§ TEKS KUTIPAN
■ ■ ■ ■

Tidak Kenal BI dan Bonie Laksmana
Pengakuan Dirut Pemenang Tender PBM
SIDOARJO – Sidang dugaan korupsi pembangunan Pasar Besar Madiun (PBM) berlanjut kemarin (16/5). Jaksa penuntut umum (JPU) Komisi Pemberantasan Korupsi (KPK) akhirnya menghadirkan Dirut PT Lince Romauli Raya (LRR) Tonggung Napitupulu dalam sidang di Pengadilan Tipikor Surabaya di Sidoarjo. PT LRR adalah pemenang tender pembangunan PBM.
Tonggung didatangkan bersama lima saksi lain. Untuk mendukung keterangannya, dia diperiksa dengan Direksi PT Lince Romauli Raya/PT LRR 2006– 2011 Mardin Zendrato.

■ ■ ■ ■

(Data yang diambil dari sebuah koleksi)
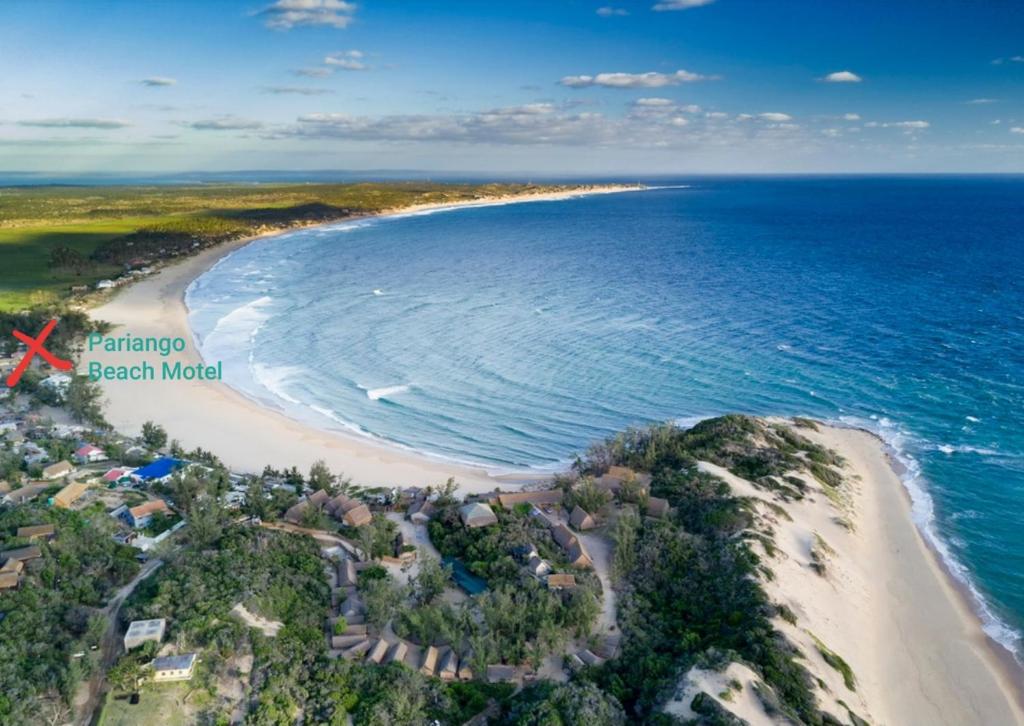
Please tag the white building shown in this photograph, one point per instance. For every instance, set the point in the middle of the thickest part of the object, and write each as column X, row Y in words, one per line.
column 173, row 668
column 143, row 631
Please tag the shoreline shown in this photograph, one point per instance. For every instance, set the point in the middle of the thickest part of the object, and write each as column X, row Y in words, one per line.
column 248, row 434
column 1004, row 662
column 890, row 605
column 156, row 306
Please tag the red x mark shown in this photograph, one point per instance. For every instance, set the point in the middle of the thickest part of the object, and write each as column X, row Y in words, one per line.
column 36, row 346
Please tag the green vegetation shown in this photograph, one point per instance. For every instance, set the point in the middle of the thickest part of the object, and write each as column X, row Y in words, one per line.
column 564, row 705
column 689, row 585
column 837, row 663
column 53, row 239
column 52, row 622
column 522, row 620
column 281, row 577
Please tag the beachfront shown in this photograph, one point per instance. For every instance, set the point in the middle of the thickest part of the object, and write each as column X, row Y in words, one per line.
column 889, row 608
column 247, row 435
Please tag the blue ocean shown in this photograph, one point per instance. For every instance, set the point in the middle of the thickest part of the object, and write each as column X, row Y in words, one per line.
column 514, row 335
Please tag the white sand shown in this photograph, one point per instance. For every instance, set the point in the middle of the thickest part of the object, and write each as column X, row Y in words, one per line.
column 248, row 436
column 885, row 604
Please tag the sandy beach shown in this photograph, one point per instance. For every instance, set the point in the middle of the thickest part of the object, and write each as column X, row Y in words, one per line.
column 886, row 606
column 246, row 435
column 886, row 603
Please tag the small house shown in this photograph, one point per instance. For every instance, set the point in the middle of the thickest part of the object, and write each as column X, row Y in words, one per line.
column 55, row 471
column 378, row 652
column 140, row 516
column 429, row 663
column 144, row 631
column 357, row 516
column 37, row 531
column 396, row 653
column 70, row 495
column 581, row 519
column 346, row 573
column 89, row 455
column 501, row 674
column 449, row 669
column 657, row 507
column 174, row 668
column 476, row 515
column 546, row 498
column 561, row 581
column 22, row 554
column 538, row 566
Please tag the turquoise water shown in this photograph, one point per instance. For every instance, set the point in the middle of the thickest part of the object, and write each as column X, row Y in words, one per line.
column 514, row 335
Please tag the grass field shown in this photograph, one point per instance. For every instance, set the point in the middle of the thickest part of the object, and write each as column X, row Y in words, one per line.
column 108, row 225
column 160, row 705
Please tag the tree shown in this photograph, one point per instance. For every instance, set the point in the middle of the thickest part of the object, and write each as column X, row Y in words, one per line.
column 186, row 488
column 587, row 495
column 548, row 703
column 205, row 522
column 256, row 504
column 321, row 477
column 84, row 400
column 69, row 258
column 445, row 495
column 154, row 435
column 625, row 536
column 126, row 673
column 382, row 597
column 431, row 581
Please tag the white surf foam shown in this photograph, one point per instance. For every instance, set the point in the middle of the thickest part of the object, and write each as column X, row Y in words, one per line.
column 233, row 333
column 898, row 443
column 386, row 391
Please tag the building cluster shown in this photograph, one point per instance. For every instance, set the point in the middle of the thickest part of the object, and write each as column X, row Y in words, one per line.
column 14, row 561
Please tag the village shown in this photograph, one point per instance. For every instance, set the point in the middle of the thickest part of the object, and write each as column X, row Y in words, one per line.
column 55, row 463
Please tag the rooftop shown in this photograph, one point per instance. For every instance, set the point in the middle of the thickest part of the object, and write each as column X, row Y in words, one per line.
column 174, row 663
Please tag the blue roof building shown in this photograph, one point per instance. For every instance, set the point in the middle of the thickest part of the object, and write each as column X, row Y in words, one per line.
column 159, row 470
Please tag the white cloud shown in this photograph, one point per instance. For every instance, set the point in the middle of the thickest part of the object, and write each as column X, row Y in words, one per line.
column 296, row 90
column 285, row 14
column 843, row 77
column 654, row 102
column 346, row 60
column 158, row 81
column 312, row 72
column 224, row 123
column 75, row 123
column 909, row 125
column 680, row 4
column 633, row 80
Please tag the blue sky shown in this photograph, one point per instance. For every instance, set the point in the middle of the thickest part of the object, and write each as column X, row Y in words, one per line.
column 558, row 87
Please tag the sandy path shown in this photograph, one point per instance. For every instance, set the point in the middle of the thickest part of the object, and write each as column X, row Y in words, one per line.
column 889, row 608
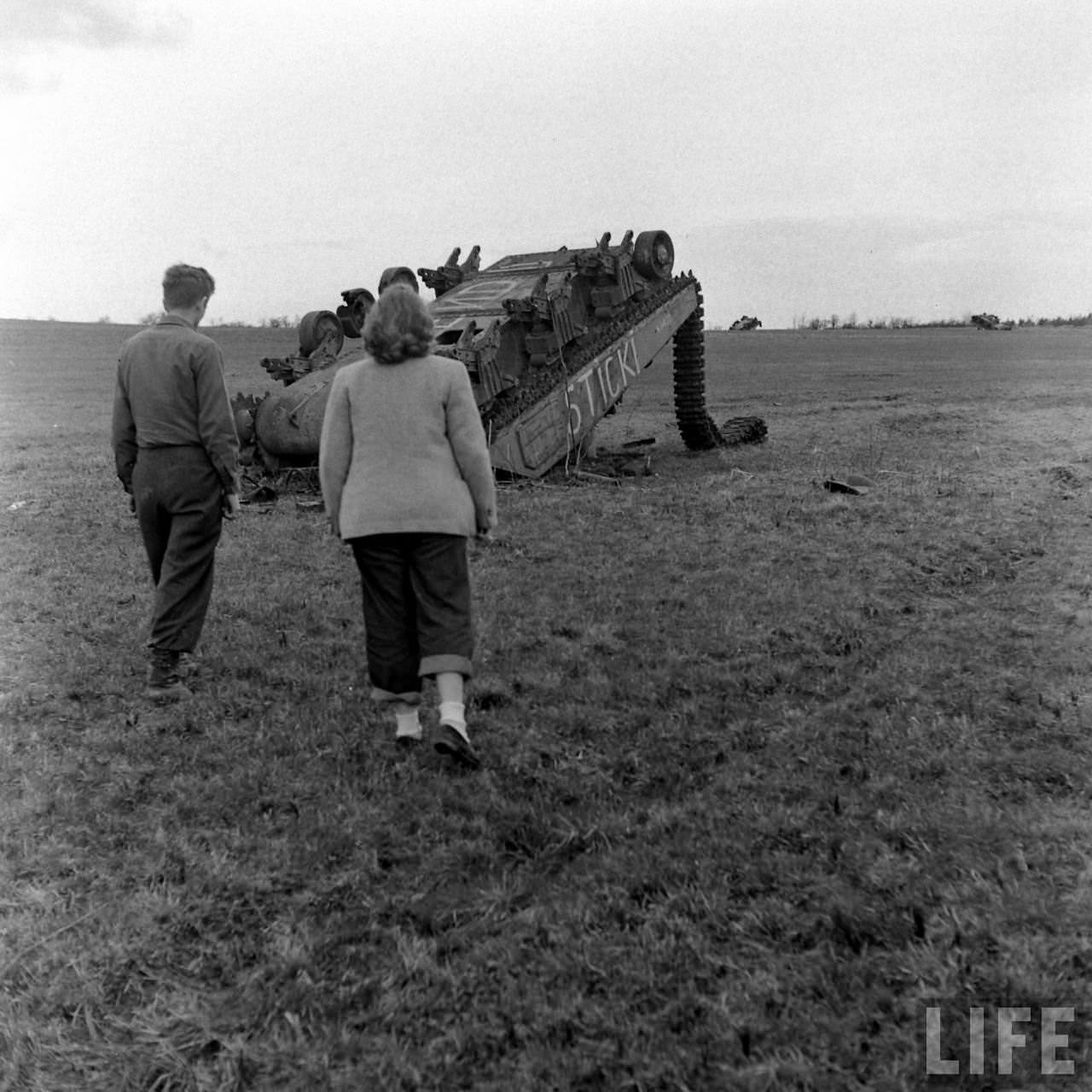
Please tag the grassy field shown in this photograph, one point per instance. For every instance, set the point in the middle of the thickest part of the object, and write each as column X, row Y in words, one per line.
column 768, row 770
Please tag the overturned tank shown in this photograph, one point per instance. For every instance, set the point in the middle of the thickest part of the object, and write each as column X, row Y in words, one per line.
column 550, row 340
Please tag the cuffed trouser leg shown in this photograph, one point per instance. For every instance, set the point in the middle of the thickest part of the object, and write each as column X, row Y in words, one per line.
column 415, row 589
column 178, row 507
column 390, row 617
column 439, row 573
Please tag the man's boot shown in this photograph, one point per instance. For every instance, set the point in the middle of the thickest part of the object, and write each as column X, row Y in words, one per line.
column 164, row 682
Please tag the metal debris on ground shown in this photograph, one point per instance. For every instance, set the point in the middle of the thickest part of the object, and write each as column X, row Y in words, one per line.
column 855, row 485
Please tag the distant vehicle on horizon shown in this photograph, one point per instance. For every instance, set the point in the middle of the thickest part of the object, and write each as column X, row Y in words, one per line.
column 990, row 322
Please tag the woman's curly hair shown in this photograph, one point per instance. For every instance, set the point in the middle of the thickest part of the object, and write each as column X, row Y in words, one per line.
column 398, row 326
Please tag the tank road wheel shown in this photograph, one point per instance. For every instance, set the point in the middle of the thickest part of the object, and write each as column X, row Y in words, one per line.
column 316, row 327
column 401, row 274
column 654, row 256
column 355, row 311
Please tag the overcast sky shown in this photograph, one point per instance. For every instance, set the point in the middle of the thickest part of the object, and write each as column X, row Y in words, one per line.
column 877, row 157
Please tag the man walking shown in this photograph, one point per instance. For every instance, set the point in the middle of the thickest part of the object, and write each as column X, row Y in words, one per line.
column 177, row 455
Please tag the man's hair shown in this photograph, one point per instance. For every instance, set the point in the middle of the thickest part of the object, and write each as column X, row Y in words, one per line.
column 186, row 287
column 398, row 326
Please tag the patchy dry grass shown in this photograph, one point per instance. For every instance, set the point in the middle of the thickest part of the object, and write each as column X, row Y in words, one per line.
column 768, row 770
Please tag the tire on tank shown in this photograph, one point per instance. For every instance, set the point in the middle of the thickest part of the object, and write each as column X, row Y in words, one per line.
column 654, row 256
column 316, row 327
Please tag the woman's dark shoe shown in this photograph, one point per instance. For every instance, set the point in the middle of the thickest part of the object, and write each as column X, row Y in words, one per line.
column 455, row 745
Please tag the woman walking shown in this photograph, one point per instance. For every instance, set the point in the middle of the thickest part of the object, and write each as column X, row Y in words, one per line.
column 406, row 479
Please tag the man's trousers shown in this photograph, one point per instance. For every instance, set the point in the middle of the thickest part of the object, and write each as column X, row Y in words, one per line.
column 178, row 499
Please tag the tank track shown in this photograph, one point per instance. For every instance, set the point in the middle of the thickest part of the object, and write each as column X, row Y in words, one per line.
column 697, row 428
column 546, row 378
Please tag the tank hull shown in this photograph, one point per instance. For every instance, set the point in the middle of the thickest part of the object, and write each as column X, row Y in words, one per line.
column 550, row 340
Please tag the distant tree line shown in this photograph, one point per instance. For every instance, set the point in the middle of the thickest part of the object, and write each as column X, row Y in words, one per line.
column 276, row 322
column 894, row 322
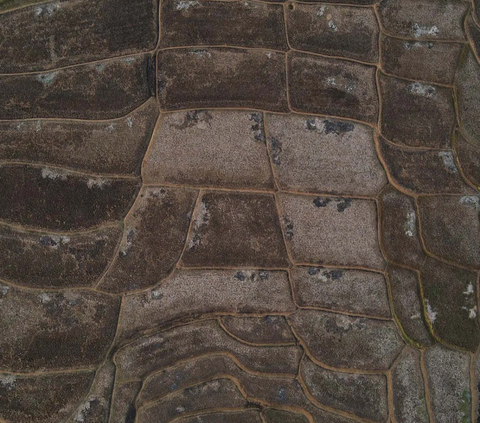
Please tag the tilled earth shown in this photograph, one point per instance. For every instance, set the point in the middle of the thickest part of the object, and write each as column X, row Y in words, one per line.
column 239, row 211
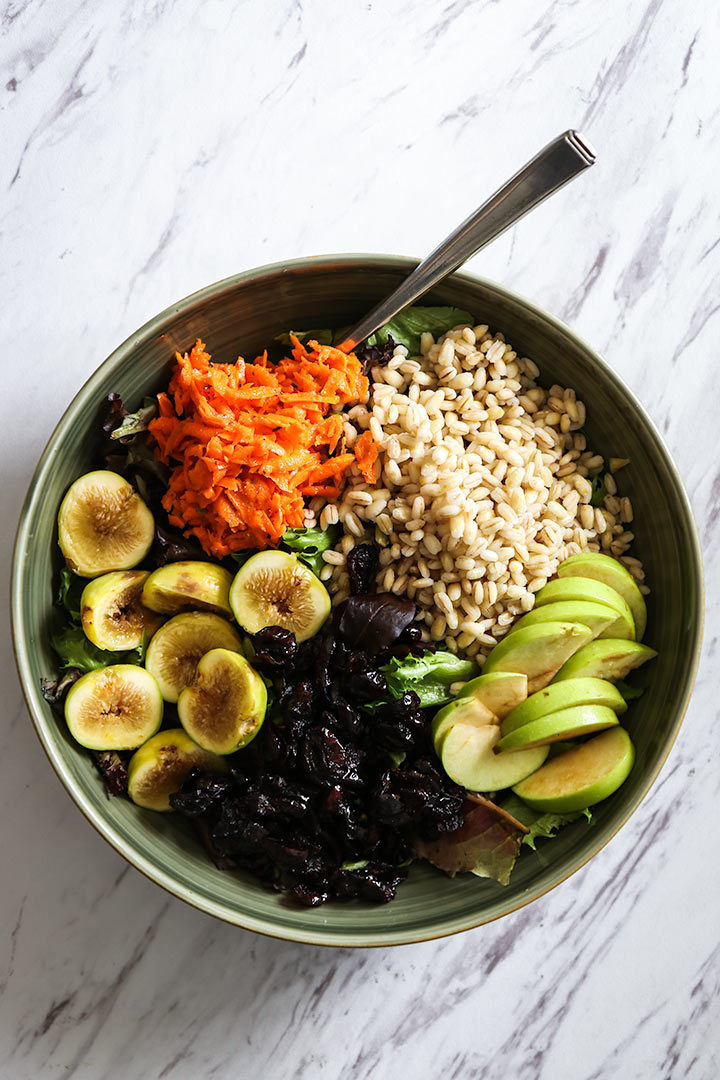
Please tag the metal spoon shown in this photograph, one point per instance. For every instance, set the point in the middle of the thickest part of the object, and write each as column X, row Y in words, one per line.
column 547, row 172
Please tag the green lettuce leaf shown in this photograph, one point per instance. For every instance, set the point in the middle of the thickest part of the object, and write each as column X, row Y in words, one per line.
column 135, row 422
column 541, row 825
column 75, row 650
column 309, row 544
column 407, row 326
column 430, row 675
column 69, row 592
column 322, row 336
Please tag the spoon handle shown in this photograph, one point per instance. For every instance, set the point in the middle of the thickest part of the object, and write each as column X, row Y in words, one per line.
column 547, row 172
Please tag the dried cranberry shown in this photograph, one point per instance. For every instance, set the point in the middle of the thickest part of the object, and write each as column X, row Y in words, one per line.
column 201, row 793
column 362, row 566
column 274, row 647
column 399, row 725
column 327, row 760
column 362, row 680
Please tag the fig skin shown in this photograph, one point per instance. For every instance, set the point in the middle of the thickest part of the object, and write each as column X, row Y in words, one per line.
column 274, row 589
column 114, row 707
column 104, row 525
column 223, row 707
column 158, row 769
column 176, row 649
column 125, row 626
column 178, row 586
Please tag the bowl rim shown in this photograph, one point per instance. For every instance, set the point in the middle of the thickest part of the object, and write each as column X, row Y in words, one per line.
column 152, row 327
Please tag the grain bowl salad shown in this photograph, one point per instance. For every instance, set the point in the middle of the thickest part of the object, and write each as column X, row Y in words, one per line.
column 347, row 611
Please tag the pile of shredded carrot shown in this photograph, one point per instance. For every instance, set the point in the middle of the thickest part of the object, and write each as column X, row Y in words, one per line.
column 249, row 443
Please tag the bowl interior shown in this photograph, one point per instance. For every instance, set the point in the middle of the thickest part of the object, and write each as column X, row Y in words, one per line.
column 241, row 315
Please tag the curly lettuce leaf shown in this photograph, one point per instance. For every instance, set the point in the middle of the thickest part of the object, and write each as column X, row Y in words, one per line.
column 309, row 544
column 75, row 650
column 407, row 326
column 486, row 845
column 430, row 675
column 540, row 825
column 322, row 336
column 69, row 592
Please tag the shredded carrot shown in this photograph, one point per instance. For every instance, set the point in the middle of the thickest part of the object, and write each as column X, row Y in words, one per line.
column 249, row 443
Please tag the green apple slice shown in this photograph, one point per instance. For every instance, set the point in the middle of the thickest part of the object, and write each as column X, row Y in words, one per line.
column 538, row 651
column 609, row 659
column 567, row 724
column 587, row 590
column 610, row 572
column 596, row 617
column 581, row 777
column 469, row 757
column 469, row 711
column 501, row 691
column 559, row 696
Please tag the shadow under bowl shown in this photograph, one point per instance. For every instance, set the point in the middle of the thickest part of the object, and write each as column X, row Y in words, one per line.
column 241, row 315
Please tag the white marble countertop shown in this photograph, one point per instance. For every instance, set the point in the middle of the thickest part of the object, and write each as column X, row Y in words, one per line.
column 150, row 148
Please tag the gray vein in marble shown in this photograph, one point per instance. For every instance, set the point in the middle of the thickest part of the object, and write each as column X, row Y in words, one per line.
column 609, row 82
column 617, row 963
column 71, row 93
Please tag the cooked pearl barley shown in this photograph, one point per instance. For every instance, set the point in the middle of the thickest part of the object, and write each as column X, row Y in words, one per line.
column 483, row 487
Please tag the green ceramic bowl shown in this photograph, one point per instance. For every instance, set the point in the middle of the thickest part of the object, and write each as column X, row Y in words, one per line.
column 241, row 314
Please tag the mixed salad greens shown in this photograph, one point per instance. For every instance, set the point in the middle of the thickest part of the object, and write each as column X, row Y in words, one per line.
column 322, row 751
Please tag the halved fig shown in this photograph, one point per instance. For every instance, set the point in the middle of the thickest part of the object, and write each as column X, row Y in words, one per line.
column 191, row 584
column 104, row 525
column 223, row 707
column 274, row 589
column 158, row 769
column 112, row 613
column 116, row 707
column 176, row 648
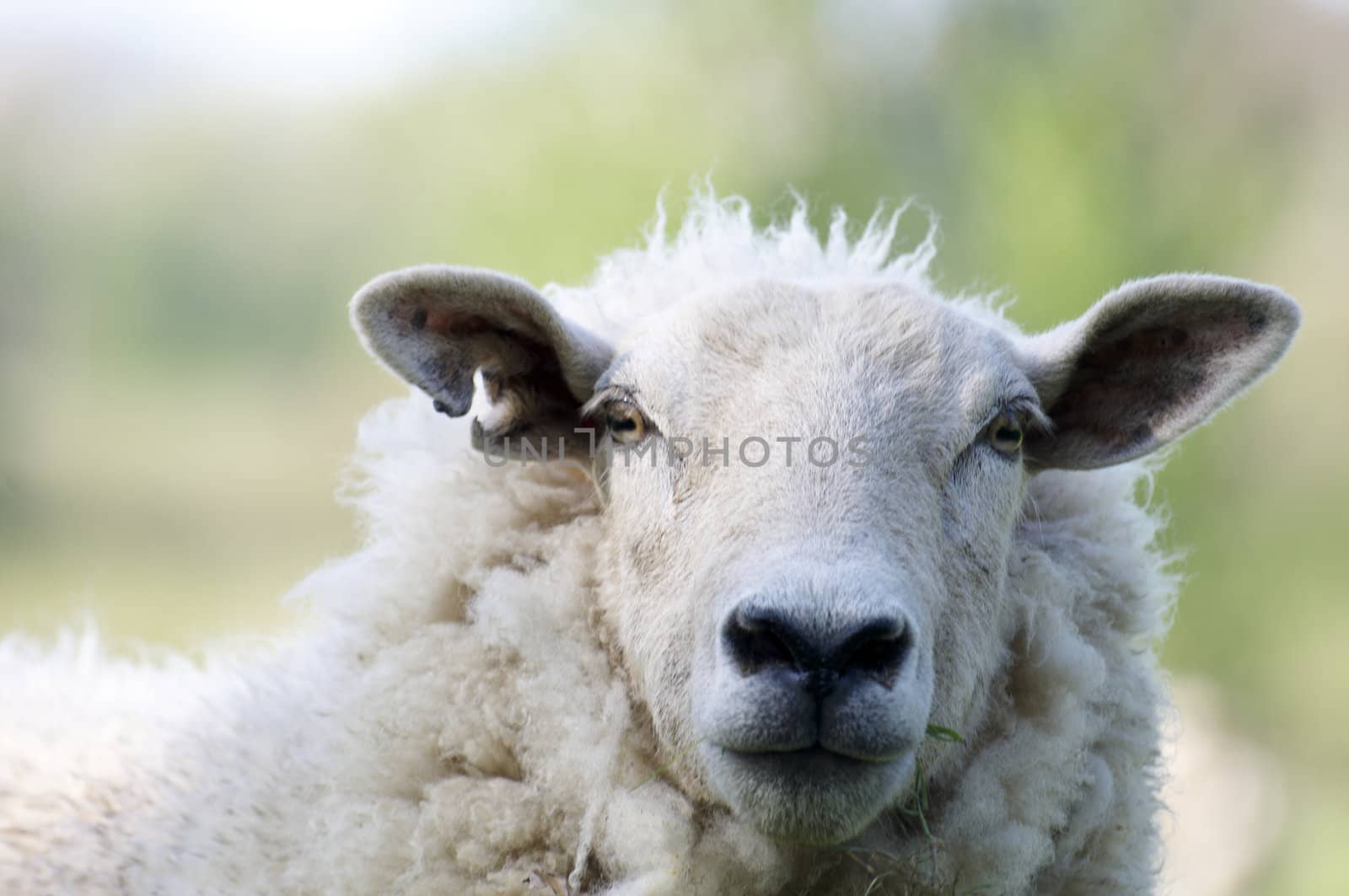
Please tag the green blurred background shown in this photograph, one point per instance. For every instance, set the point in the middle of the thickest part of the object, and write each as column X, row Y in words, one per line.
column 188, row 199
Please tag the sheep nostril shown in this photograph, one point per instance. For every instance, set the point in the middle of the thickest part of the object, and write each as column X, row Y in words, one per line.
column 759, row 640
column 876, row 655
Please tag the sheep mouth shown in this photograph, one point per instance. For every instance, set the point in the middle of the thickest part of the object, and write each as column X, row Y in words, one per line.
column 813, row 795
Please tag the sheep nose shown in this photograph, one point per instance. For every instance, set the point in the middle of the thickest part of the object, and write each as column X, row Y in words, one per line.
column 761, row 639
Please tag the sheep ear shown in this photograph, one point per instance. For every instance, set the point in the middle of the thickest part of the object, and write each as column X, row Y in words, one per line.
column 436, row 325
column 1150, row 362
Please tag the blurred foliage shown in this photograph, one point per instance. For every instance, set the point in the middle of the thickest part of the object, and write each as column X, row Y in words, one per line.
column 180, row 386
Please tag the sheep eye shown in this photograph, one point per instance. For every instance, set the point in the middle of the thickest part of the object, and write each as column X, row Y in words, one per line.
column 1005, row 435
column 625, row 422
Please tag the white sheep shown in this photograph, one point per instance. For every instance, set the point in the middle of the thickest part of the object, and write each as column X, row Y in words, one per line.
column 923, row 666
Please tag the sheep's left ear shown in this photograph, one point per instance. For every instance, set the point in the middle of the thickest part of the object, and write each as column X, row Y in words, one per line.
column 436, row 325
column 1150, row 362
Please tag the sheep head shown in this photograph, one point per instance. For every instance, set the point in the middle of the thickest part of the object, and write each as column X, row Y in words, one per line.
column 814, row 491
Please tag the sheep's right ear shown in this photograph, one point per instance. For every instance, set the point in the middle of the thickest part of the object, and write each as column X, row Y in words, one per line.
column 436, row 325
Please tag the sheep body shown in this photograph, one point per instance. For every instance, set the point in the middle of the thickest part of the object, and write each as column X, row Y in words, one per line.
column 454, row 718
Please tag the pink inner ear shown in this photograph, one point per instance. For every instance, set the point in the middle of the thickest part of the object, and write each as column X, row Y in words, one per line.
column 1126, row 389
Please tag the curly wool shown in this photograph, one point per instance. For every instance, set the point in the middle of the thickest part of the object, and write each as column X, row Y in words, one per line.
column 451, row 720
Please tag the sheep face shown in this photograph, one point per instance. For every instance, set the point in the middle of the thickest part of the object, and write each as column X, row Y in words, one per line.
column 803, row 523
column 814, row 493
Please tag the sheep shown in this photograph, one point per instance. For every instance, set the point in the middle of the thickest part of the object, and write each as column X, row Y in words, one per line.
column 922, row 660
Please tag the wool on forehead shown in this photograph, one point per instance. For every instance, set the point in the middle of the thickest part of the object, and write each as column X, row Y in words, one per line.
column 718, row 244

■ ■ ■ ■

§ PERINTAH TUGAS
Berikan lanjutan berita tentang sidang dugaan korupsi pembangunan Pasar Besar Madiun, dimulai setelah kalimat terakhirnya. Materi tersebut tidak diperlukan untuk latihan ini.

§ HASIL LATIHAN
Tonggung ditanya tentang awal mula keterlibatan PT LRR dalam pembangunan PBM. Termasuk dalam dua kali penggantian dua kuasa direksi. Pria yang seluruh rambutnya berwarna putih itu banyak menjawab tidak ingat sehingga sempat menyulitkan JPU dalam pembuktian.
Namun, pria asal Medan, Sumatera Utara, tersebut lantas menjelaskan mekanisme pembentukan cabang PT LRR. Setiap orang, ujar dia, bisa mengajukan permohonan pengajuan pendirian cabang perusahaan di daerah. Dalam penunjukan kuasa direksi di tiap daerah, dilakukan pengesahan di notaris. Termasuk dalam penunjukan Musa Supriyanto, mantan kuasa direksi PT LRR di Madiun.
Semua urusan dan risiko ditanggung Musa. ’’Semuanya diatur Musa Supriyanto dan Mardin Zendrato. Saya tidak mengenal BI ataupun anaknya, Bonie Laksmana,’’ ungkapnya.
Kendati demikian, dia mengaku pernah diundang Musa dan Mardin untuk tanda tangan kontrak pembangunan PBM di Surabaya. Ada juga kesepakatan pemberian fee 1 persen jika pengerjaan proyek selesai.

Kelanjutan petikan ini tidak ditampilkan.